Reproduce the listing below from its first line through the line that contains "(1234, 262)", including both ends, and leave the pictures out of your answer.

--- BEGIN ---

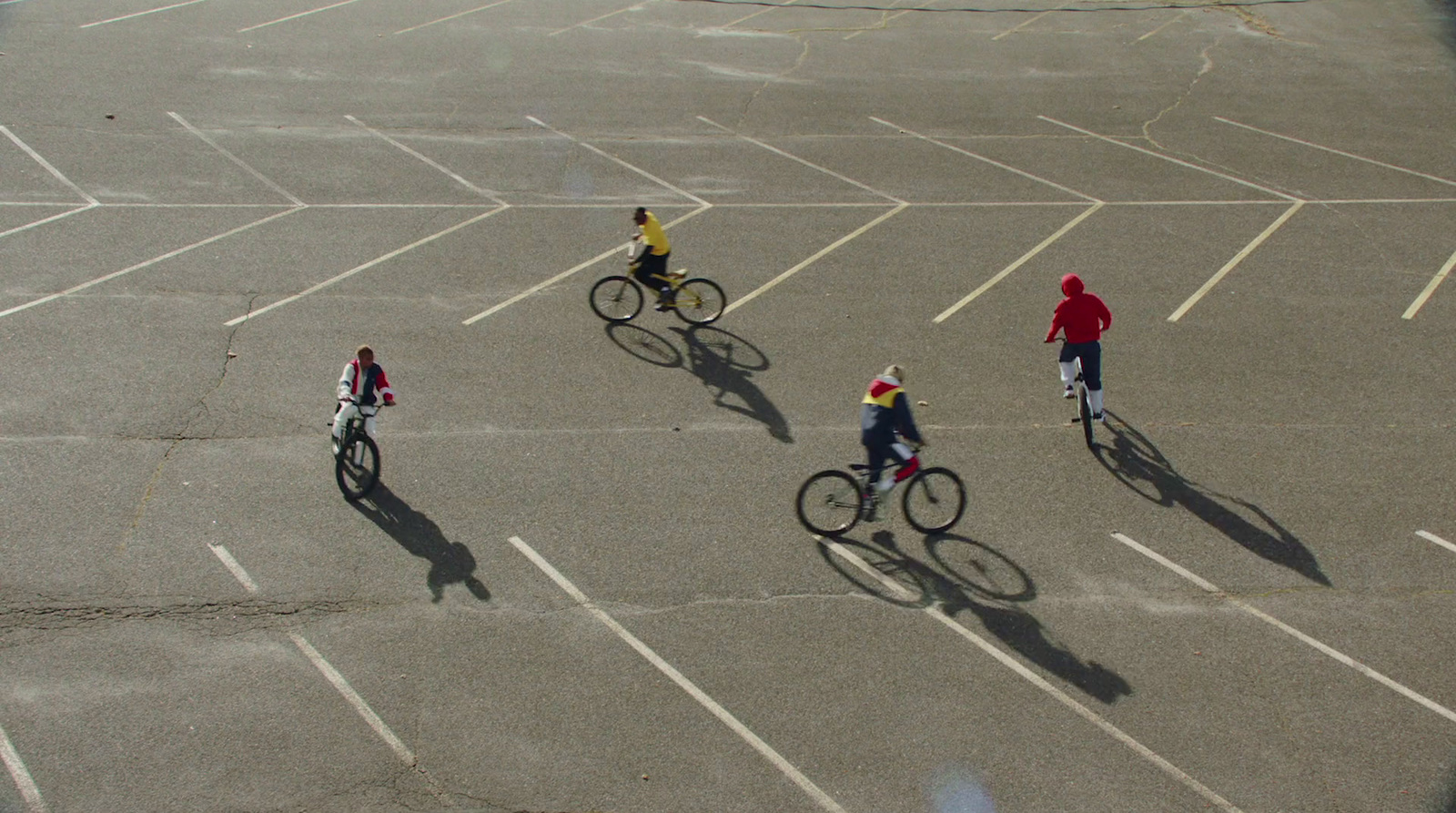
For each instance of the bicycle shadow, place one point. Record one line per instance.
(723, 361)
(992, 596)
(450, 563)
(1142, 466)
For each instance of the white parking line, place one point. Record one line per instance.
(453, 16)
(572, 269)
(47, 165)
(1249, 184)
(723, 714)
(357, 269)
(1416, 306)
(1208, 586)
(22, 778)
(1337, 152)
(615, 159)
(431, 162)
(233, 567)
(1237, 259)
(1026, 674)
(44, 220)
(235, 159)
(375, 721)
(812, 165)
(596, 19)
(1008, 168)
(143, 14)
(1030, 21)
(1438, 539)
(1019, 261)
(153, 261)
(814, 257)
(296, 16)
(1162, 26)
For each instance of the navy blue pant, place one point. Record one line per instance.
(652, 264)
(1091, 356)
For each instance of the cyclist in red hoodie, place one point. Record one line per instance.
(1082, 318)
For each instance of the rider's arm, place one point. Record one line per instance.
(347, 382)
(382, 386)
(905, 422)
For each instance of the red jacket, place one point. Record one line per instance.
(1082, 315)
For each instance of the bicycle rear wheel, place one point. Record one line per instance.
(1085, 412)
(616, 299)
(699, 302)
(356, 466)
(934, 500)
(829, 503)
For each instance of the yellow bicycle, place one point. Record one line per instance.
(696, 300)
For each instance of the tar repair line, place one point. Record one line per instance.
(1426, 295)
(703, 206)
(143, 14)
(1438, 539)
(153, 261)
(22, 778)
(453, 16)
(235, 159)
(1337, 152)
(47, 165)
(1008, 168)
(899, 208)
(431, 162)
(723, 714)
(357, 269)
(934, 611)
(1004, 273)
(332, 675)
(1288, 630)
(296, 16)
(1234, 262)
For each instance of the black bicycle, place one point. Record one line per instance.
(834, 502)
(356, 456)
(696, 300)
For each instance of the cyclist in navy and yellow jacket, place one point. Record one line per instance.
(885, 419)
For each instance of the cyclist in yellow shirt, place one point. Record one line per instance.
(654, 257)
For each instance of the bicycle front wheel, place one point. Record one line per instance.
(616, 299)
(829, 503)
(356, 466)
(699, 302)
(1085, 410)
(934, 500)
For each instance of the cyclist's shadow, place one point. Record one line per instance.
(723, 361)
(1138, 463)
(450, 563)
(970, 575)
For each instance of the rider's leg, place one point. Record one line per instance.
(1092, 371)
(1069, 369)
(909, 463)
(342, 417)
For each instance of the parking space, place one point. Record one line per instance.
(581, 583)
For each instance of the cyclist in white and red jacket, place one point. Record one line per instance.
(363, 383)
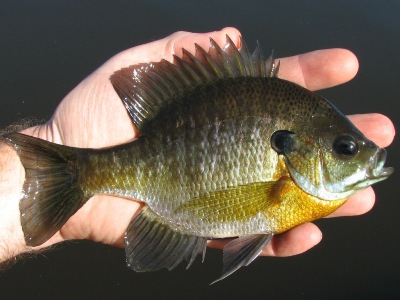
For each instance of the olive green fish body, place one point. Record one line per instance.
(219, 139)
(226, 149)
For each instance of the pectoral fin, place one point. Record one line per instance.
(242, 251)
(151, 244)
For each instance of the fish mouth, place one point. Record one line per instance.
(377, 170)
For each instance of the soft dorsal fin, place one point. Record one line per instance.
(146, 88)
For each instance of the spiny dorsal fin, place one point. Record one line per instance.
(146, 88)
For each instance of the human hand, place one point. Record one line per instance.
(92, 115)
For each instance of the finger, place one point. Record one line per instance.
(358, 204)
(376, 127)
(319, 69)
(294, 241)
(167, 47)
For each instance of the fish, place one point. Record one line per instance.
(226, 149)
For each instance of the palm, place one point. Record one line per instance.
(92, 115)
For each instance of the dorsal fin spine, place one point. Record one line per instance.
(148, 87)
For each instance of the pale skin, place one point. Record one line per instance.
(92, 115)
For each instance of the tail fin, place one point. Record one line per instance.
(51, 192)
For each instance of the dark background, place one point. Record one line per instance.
(47, 48)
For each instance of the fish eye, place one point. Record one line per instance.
(281, 141)
(345, 146)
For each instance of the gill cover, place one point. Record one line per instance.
(331, 166)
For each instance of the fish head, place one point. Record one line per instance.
(331, 162)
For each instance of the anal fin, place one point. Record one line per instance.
(151, 245)
(242, 251)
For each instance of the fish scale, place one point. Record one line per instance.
(226, 150)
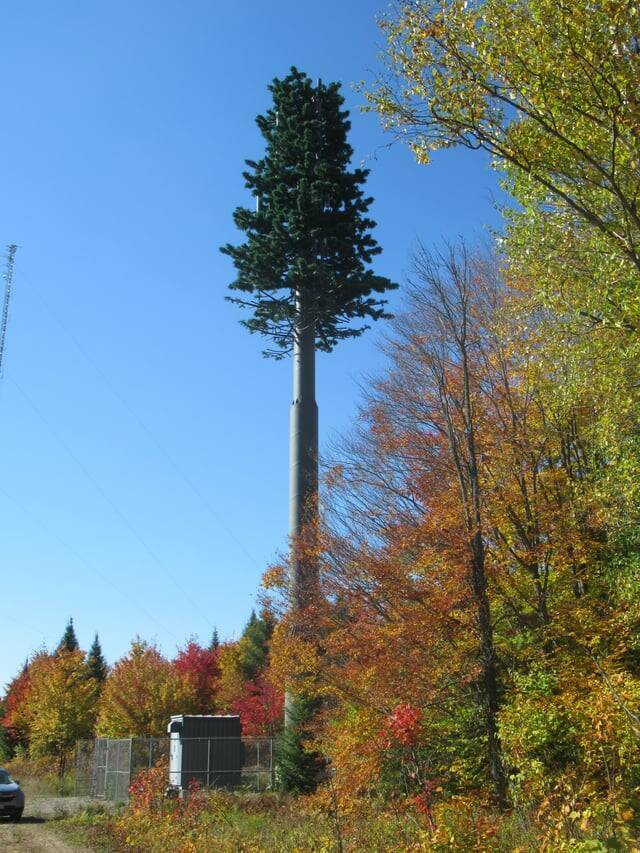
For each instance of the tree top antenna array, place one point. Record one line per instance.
(8, 278)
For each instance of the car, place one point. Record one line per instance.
(11, 797)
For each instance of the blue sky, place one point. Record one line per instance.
(143, 438)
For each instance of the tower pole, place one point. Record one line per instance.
(303, 462)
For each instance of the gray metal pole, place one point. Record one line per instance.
(303, 458)
(303, 453)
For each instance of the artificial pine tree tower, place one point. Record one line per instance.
(303, 268)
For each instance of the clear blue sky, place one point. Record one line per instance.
(143, 439)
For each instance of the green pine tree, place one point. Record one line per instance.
(254, 644)
(299, 767)
(309, 236)
(69, 641)
(96, 664)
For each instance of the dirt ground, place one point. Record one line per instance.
(36, 831)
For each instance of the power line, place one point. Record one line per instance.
(8, 278)
(83, 562)
(148, 432)
(116, 509)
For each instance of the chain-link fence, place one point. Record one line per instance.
(105, 767)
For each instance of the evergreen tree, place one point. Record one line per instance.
(69, 641)
(215, 641)
(309, 238)
(254, 645)
(299, 767)
(304, 271)
(96, 664)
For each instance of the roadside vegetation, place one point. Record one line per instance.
(468, 675)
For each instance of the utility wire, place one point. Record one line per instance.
(116, 509)
(153, 438)
(84, 563)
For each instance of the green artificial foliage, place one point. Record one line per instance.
(299, 767)
(309, 235)
(69, 641)
(96, 664)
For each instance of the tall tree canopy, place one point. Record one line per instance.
(310, 233)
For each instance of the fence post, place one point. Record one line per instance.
(106, 768)
(271, 767)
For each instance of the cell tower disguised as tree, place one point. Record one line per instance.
(303, 268)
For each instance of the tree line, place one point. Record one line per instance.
(67, 695)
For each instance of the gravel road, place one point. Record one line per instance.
(36, 831)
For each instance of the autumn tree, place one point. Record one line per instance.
(62, 705)
(260, 706)
(141, 693)
(546, 88)
(200, 667)
(16, 720)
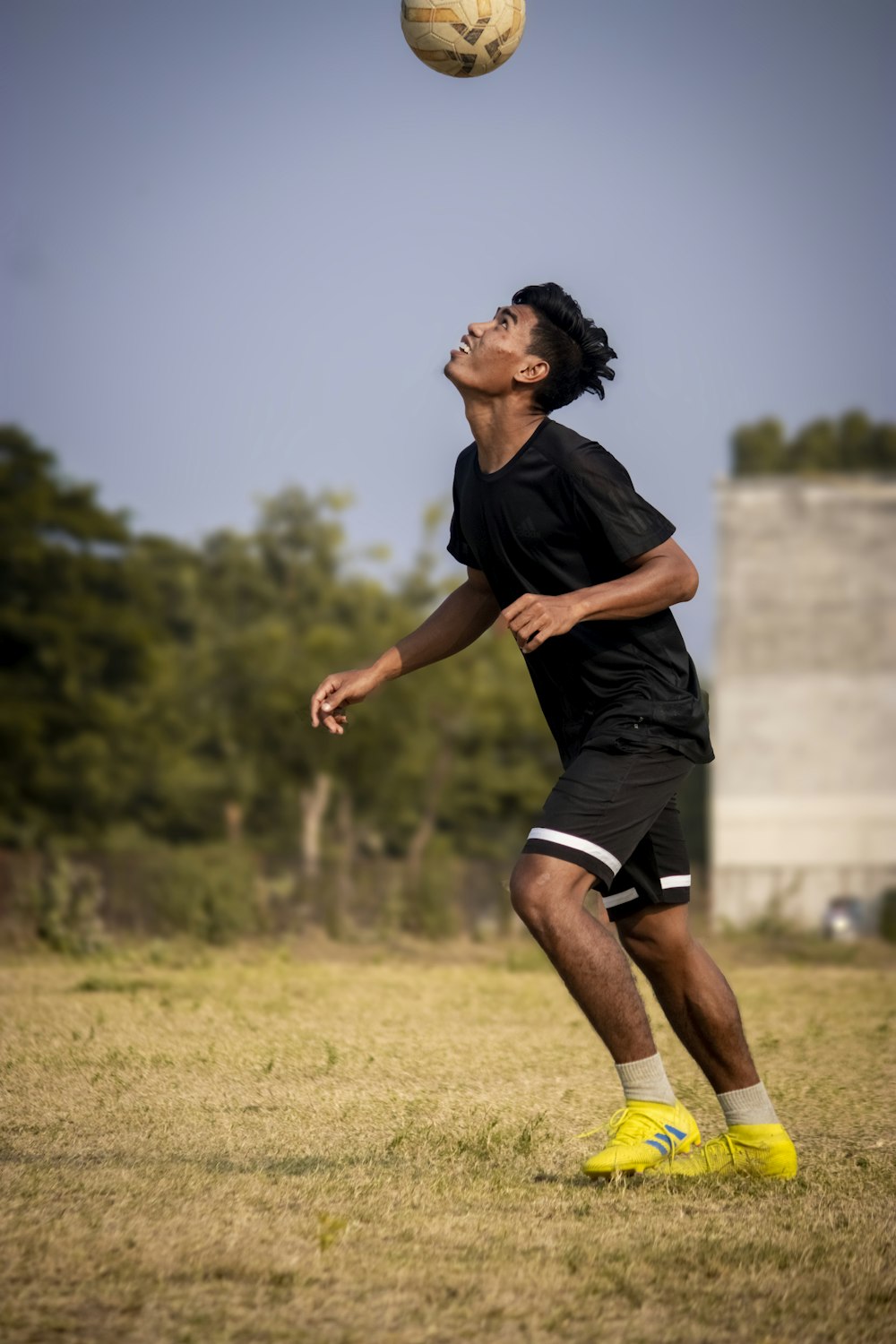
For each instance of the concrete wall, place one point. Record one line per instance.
(804, 699)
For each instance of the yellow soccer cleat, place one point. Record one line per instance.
(755, 1150)
(640, 1136)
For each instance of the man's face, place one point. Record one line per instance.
(492, 358)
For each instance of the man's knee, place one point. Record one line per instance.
(656, 938)
(538, 884)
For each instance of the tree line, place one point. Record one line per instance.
(153, 690)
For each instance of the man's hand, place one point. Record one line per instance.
(533, 618)
(339, 690)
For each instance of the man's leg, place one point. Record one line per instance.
(692, 992)
(548, 895)
(702, 1011)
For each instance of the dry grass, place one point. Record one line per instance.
(258, 1147)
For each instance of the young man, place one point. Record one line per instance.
(583, 572)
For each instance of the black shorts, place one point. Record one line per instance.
(614, 814)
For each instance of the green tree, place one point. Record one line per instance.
(74, 647)
(823, 446)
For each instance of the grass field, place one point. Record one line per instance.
(304, 1144)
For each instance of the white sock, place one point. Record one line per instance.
(645, 1080)
(747, 1107)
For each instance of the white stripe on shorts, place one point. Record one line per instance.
(619, 898)
(576, 843)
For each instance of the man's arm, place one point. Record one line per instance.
(465, 613)
(657, 580)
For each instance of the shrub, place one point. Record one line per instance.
(888, 914)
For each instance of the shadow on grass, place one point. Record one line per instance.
(301, 1164)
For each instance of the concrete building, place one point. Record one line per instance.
(804, 698)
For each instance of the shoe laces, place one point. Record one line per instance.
(716, 1144)
(629, 1125)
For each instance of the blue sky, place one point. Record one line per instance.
(238, 241)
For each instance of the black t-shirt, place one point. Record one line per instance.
(563, 515)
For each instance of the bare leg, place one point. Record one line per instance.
(548, 895)
(692, 992)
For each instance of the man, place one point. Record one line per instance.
(583, 572)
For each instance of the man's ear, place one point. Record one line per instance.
(533, 371)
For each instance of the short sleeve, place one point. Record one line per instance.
(603, 495)
(458, 545)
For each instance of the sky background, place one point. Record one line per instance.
(239, 237)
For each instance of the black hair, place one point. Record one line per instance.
(573, 346)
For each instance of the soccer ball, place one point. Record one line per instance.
(463, 37)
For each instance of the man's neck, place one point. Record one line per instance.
(500, 430)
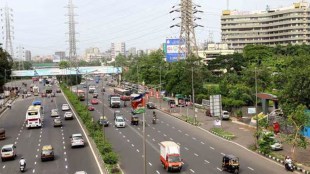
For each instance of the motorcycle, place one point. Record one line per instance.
(22, 168)
(289, 167)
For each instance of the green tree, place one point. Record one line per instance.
(298, 118)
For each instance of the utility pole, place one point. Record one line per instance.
(72, 38)
(187, 33)
(8, 29)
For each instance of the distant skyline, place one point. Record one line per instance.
(40, 25)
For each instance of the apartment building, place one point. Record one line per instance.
(285, 25)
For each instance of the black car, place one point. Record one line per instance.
(151, 105)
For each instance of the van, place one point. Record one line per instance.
(225, 115)
(2, 134)
(8, 152)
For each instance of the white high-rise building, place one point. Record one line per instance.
(117, 48)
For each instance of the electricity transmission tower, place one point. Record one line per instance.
(72, 38)
(187, 34)
(7, 29)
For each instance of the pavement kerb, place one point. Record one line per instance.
(90, 140)
(224, 139)
(299, 169)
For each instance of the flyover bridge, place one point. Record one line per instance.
(67, 71)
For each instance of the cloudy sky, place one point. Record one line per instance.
(40, 25)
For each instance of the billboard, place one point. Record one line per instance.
(173, 49)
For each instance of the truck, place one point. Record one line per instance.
(35, 90)
(114, 101)
(170, 156)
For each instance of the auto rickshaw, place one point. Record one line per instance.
(134, 120)
(230, 163)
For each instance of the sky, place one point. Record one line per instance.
(41, 25)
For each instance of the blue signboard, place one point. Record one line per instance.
(173, 50)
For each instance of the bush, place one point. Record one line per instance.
(110, 158)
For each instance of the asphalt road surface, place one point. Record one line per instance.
(29, 142)
(201, 151)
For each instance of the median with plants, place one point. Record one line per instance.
(95, 131)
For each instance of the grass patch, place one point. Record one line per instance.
(222, 133)
(95, 131)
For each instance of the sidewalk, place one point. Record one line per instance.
(244, 133)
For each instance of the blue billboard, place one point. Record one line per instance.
(173, 50)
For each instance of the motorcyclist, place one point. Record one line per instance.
(22, 162)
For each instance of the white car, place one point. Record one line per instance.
(120, 121)
(77, 140)
(54, 113)
(225, 115)
(8, 152)
(65, 107)
(68, 116)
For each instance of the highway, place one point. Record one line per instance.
(201, 151)
(29, 142)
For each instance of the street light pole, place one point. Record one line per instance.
(160, 88)
(193, 93)
(256, 106)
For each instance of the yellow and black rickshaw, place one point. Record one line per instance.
(230, 163)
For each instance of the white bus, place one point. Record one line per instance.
(35, 90)
(33, 117)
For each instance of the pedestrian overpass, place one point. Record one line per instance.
(67, 71)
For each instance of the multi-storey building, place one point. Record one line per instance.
(61, 54)
(27, 55)
(286, 25)
(117, 48)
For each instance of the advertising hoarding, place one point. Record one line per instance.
(173, 49)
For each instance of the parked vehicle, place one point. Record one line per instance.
(170, 156)
(2, 133)
(230, 163)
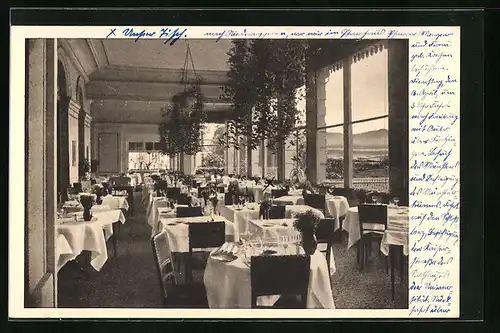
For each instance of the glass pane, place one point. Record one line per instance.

--- END ---

Output for this task —
For each instance of the bicycle shadow, place one point. Record one line per instance.
(723, 361)
(992, 596)
(450, 563)
(1142, 466)
For each instance of the white parking line, place one point. Record one line per instance.
(453, 16)
(572, 269)
(47, 165)
(1249, 184)
(723, 714)
(357, 269)
(1416, 306)
(1208, 586)
(22, 778)
(1337, 152)
(615, 159)
(431, 162)
(233, 567)
(1237, 259)
(1026, 674)
(44, 220)
(235, 159)
(375, 721)
(812, 165)
(596, 19)
(1008, 168)
(143, 14)
(1030, 21)
(1438, 539)
(1019, 261)
(153, 261)
(814, 257)
(296, 16)
(1162, 26)
For each instance of the navy blue pant, place one point. Record one line per instance.
(652, 264)
(1091, 356)
For each instance of the cyclist in red hoodie, place one point. Record one line per instance.
(1082, 318)
For each instance of the rider's arm, place one point. Record one line per instance.
(347, 382)
(382, 386)
(905, 422)
For each instance of the red jacket, place one point. Record one line per instance.
(1082, 315)
For each instance of the bicycle rear wheel, place one point. Record one line per instance.
(1085, 412)
(616, 299)
(699, 302)
(356, 466)
(934, 500)
(829, 503)
For each instance of the yellow bicycle, place one point. Record one line per instance.
(696, 300)
For each instance of the tar repair line, place one point. Record one line per instance.
(1426, 295)
(703, 206)
(143, 14)
(1438, 539)
(153, 261)
(22, 778)
(453, 16)
(235, 159)
(1337, 152)
(47, 165)
(1008, 168)
(899, 208)
(431, 162)
(723, 714)
(357, 269)
(934, 611)
(1004, 273)
(332, 675)
(1288, 630)
(296, 16)
(1234, 262)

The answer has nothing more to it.